• [Task prompt]: Copy out the text of each entry below exactly, leaving out the pictures.

• [Provided data]:

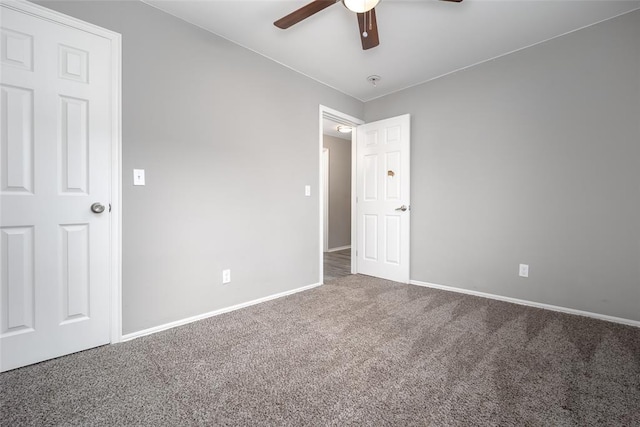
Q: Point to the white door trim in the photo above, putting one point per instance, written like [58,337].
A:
[354,122]
[115,238]
[325,199]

• [Output of the exercise]:
Q: Point to the white door trim in the photo above, putting one point per instance, written like [58,337].
A:
[354,122]
[115,238]
[325,199]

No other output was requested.